— start of Extracted records —

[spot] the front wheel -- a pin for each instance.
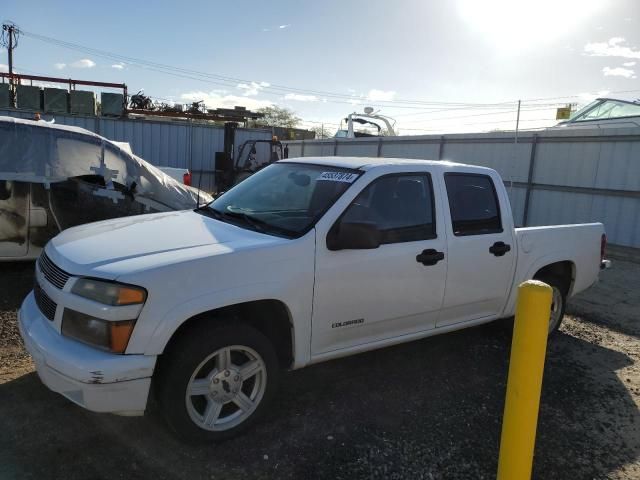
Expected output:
(216, 381)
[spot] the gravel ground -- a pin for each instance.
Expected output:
(428, 409)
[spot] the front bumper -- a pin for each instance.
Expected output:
(96, 380)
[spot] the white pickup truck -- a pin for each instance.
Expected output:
(308, 260)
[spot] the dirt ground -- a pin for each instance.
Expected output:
(430, 409)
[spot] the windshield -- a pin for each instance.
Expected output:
(283, 199)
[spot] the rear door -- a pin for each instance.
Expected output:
(482, 253)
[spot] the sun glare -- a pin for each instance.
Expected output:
(518, 24)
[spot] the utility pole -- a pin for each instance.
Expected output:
(515, 148)
(9, 40)
(10, 34)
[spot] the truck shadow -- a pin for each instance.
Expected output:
(431, 407)
(16, 281)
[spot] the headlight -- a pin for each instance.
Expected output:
(104, 334)
(109, 293)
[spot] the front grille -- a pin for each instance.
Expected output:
(44, 302)
(54, 274)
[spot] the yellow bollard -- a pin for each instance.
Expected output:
(524, 384)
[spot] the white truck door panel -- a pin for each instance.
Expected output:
(482, 250)
(365, 295)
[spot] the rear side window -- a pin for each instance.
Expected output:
(473, 204)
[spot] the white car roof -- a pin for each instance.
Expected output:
(368, 163)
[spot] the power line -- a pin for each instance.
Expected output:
(233, 81)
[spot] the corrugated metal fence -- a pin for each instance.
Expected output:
(163, 143)
(553, 176)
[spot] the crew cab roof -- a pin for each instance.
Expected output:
(369, 163)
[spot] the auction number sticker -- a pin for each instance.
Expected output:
(338, 177)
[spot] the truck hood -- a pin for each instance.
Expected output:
(114, 247)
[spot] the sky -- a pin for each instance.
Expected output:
(433, 66)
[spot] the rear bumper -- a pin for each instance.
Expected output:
(96, 380)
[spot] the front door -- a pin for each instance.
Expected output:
(369, 295)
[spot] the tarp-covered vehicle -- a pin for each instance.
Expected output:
(53, 177)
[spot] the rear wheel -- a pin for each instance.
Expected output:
(216, 382)
(558, 300)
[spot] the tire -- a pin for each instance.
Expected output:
(558, 301)
(216, 381)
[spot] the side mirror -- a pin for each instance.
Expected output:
(353, 236)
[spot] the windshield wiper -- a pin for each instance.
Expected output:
(252, 222)
(255, 223)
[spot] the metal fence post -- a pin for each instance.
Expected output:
(527, 198)
(441, 148)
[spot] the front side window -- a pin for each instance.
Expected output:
(284, 199)
(473, 204)
(400, 206)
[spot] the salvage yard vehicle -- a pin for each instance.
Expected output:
(53, 177)
(305, 261)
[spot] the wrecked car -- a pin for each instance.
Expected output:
(53, 177)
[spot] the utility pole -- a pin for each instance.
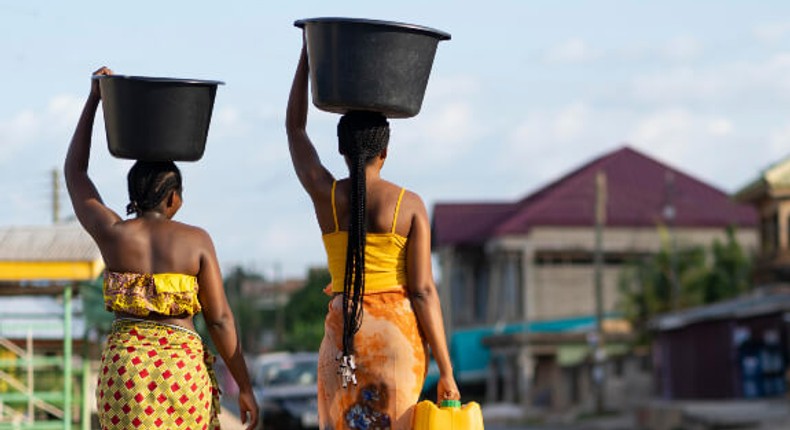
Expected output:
(669, 217)
(55, 196)
(599, 353)
(280, 303)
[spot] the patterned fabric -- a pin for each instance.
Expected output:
(156, 376)
(385, 254)
(391, 364)
(138, 294)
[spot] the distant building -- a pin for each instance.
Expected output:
(41, 269)
(526, 268)
(740, 347)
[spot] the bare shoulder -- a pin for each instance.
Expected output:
(196, 235)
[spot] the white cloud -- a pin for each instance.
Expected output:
(682, 48)
(771, 32)
(759, 82)
(228, 122)
(17, 131)
(720, 127)
(548, 143)
(572, 51)
(779, 142)
(448, 125)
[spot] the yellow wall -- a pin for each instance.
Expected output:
(50, 270)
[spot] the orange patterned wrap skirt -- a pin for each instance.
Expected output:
(156, 376)
(391, 359)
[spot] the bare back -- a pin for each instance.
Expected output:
(153, 246)
(382, 198)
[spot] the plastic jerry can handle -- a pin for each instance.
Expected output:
(450, 404)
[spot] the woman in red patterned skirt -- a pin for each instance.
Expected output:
(155, 372)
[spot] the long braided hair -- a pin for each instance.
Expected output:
(361, 136)
(149, 183)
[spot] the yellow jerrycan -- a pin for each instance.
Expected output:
(449, 416)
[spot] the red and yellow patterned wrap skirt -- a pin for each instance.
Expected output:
(156, 376)
(391, 360)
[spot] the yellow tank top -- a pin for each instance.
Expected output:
(171, 294)
(385, 255)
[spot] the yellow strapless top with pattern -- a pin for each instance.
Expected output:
(171, 294)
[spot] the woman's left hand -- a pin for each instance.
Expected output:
(95, 91)
(446, 389)
(248, 410)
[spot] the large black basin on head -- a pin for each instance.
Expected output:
(362, 64)
(157, 119)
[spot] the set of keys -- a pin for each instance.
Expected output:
(347, 369)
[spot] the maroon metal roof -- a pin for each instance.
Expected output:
(638, 189)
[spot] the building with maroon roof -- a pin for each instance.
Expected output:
(528, 265)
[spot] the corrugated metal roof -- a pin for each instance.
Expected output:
(60, 242)
(637, 192)
(758, 303)
(42, 315)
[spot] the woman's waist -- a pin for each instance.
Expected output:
(391, 289)
(182, 324)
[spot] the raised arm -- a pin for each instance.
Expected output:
(425, 299)
(313, 176)
(222, 329)
(94, 216)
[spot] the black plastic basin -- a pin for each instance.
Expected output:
(157, 119)
(362, 64)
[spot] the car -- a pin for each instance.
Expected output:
(285, 385)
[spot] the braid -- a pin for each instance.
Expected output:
(149, 183)
(361, 136)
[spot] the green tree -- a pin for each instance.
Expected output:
(703, 276)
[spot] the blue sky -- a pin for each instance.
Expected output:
(524, 92)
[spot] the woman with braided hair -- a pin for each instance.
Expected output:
(155, 371)
(385, 307)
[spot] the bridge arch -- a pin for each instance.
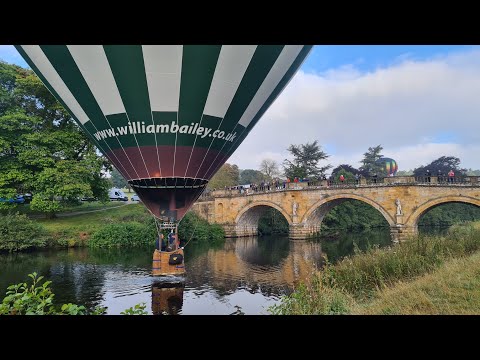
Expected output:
(249, 216)
(314, 216)
(430, 204)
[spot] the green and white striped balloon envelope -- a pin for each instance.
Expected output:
(166, 116)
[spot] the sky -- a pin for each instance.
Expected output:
(418, 102)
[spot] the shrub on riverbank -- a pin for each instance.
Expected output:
(360, 276)
(38, 299)
(18, 232)
(199, 230)
(129, 234)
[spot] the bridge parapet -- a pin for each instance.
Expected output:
(401, 204)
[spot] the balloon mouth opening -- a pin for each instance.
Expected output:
(169, 183)
(168, 199)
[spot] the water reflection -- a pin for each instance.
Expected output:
(239, 276)
(167, 298)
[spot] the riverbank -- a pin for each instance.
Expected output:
(381, 281)
(121, 225)
(452, 289)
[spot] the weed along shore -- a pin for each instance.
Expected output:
(114, 226)
(425, 275)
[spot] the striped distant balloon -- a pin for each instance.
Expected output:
(167, 116)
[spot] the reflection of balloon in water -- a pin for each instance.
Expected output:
(166, 116)
(390, 165)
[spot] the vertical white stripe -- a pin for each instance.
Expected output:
(93, 64)
(36, 54)
(278, 70)
(231, 66)
(163, 67)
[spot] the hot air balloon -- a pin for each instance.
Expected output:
(389, 165)
(166, 116)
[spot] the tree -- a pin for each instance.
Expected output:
(269, 168)
(472, 172)
(347, 168)
(369, 162)
(228, 175)
(443, 164)
(118, 180)
(42, 150)
(249, 176)
(305, 161)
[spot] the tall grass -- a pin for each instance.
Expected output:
(359, 276)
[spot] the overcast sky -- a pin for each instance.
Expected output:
(418, 102)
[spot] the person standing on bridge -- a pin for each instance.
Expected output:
(451, 176)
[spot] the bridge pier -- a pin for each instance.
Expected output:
(402, 232)
(301, 231)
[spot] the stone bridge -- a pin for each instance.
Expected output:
(401, 201)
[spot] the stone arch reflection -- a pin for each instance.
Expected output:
(167, 298)
(239, 265)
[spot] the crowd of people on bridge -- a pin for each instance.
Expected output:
(329, 182)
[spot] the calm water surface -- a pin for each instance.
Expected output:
(241, 276)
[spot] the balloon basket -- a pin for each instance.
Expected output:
(162, 264)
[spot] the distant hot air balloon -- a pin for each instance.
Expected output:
(389, 165)
(166, 116)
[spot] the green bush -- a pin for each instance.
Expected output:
(36, 299)
(18, 232)
(129, 234)
(199, 230)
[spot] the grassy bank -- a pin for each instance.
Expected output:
(125, 226)
(454, 288)
(361, 278)
(85, 206)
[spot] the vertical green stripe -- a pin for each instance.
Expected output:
(54, 93)
(198, 67)
(258, 69)
(126, 62)
(128, 68)
(63, 62)
(281, 85)
(241, 132)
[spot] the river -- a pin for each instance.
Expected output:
(241, 276)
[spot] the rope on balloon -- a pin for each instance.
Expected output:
(159, 227)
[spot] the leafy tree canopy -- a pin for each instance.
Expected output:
(443, 164)
(118, 180)
(42, 150)
(269, 168)
(346, 167)
(369, 162)
(249, 176)
(228, 175)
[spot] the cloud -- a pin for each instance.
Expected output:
(413, 108)
(9, 54)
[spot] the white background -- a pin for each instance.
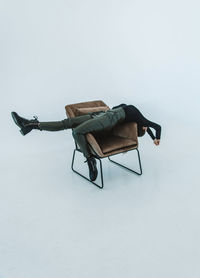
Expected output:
(52, 222)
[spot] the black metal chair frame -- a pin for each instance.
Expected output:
(101, 168)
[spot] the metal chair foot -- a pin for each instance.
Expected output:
(101, 171)
(138, 173)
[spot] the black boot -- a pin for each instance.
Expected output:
(93, 172)
(25, 125)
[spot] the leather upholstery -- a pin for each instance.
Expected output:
(121, 138)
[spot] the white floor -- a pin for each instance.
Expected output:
(56, 224)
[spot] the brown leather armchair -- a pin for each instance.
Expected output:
(122, 138)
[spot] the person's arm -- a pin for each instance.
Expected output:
(149, 131)
(156, 138)
(121, 105)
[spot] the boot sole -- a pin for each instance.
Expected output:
(15, 120)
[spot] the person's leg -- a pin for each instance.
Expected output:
(141, 120)
(64, 124)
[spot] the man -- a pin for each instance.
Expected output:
(92, 122)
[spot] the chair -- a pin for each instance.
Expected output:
(122, 138)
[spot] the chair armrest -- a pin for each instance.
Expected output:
(126, 130)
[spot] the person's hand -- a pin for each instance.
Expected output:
(156, 141)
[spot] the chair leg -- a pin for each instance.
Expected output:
(138, 173)
(101, 171)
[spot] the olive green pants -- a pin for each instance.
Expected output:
(92, 122)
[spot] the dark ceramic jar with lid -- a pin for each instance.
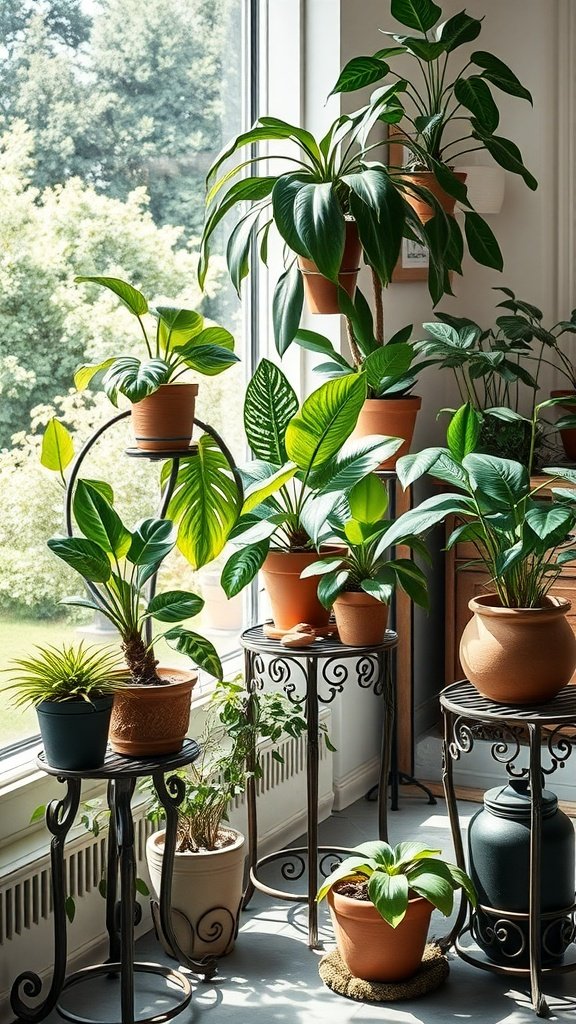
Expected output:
(499, 867)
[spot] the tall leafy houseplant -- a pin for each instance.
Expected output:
(303, 467)
(522, 537)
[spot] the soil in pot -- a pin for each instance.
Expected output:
(148, 721)
(519, 655)
(164, 421)
(361, 619)
(321, 294)
(369, 946)
(206, 894)
(393, 418)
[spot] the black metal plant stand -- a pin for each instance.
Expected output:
(462, 705)
(122, 912)
(312, 677)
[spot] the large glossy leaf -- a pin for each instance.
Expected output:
(326, 420)
(205, 503)
(287, 303)
(99, 521)
(174, 605)
(129, 296)
(86, 557)
(57, 448)
(269, 406)
(200, 650)
(242, 566)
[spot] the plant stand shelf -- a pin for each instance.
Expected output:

— end of Extracted records —

### What the task asks
In the entries above, take the line containing "[spot] the soil" and each later line through the last, and repeat them exactly. Output nothing else.

### Task solution
[spot] the soil in pot -- a pin for each instance.
Expected output:
(148, 721)
(519, 655)
(164, 421)
(361, 619)
(321, 294)
(369, 946)
(206, 894)
(393, 418)
[spot] the black metal plant stand -- a pin for each instance.
Expected output:
(462, 705)
(122, 912)
(312, 677)
[spot] the large glossy leaf -- a pin for each instance.
Expected output:
(326, 420)
(205, 503)
(287, 303)
(99, 521)
(174, 605)
(129, 296)
(86, 557)
(57, 448)
(269, 406)
(200, 650)
(242, 566)
[spot] the plant stand shelf -- a pin for each instance.
Expected output:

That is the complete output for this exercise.